Your task is to transcribe each record exactly and to omit every image.

==*==

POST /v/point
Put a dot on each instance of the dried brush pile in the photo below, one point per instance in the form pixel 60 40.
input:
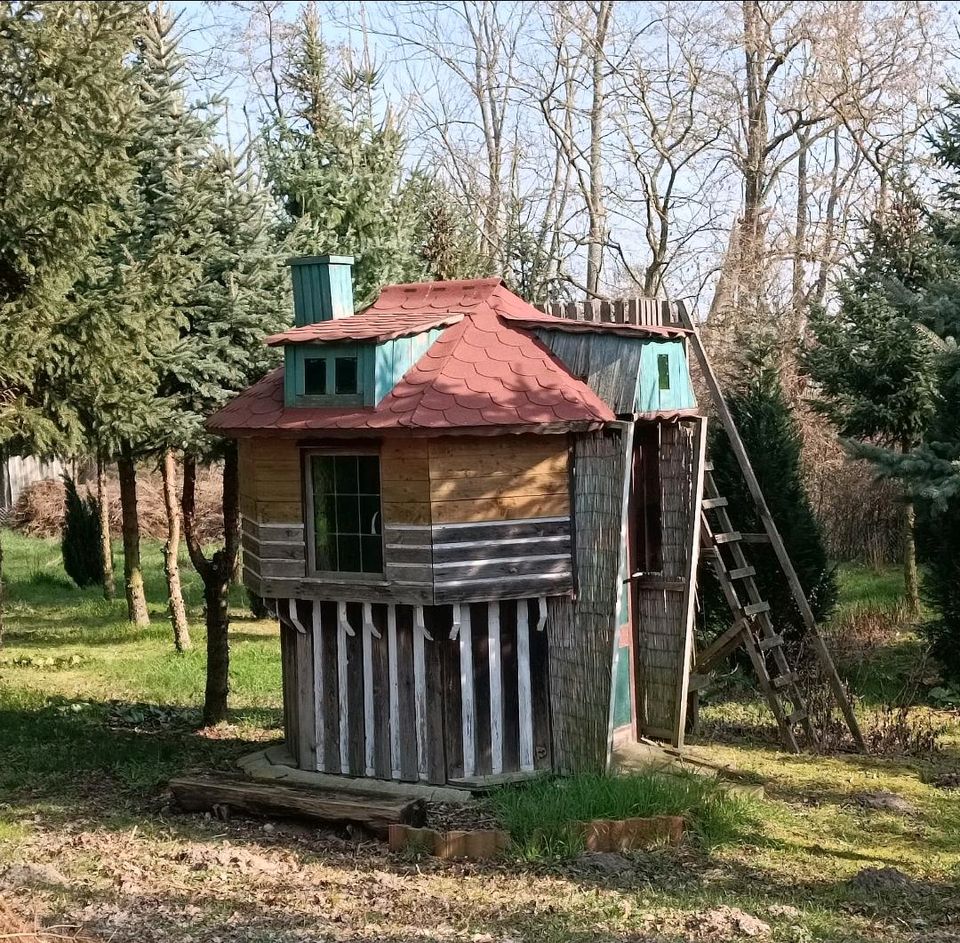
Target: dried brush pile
pixel 40 507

==*==

» **Result of this exercise**:
POST /v/point
Put a dot on each instance of the dried brush pile in the photo below, one point per instance in the form pixel 60 40.
input:
Target: dried brush pile
pixel 40 507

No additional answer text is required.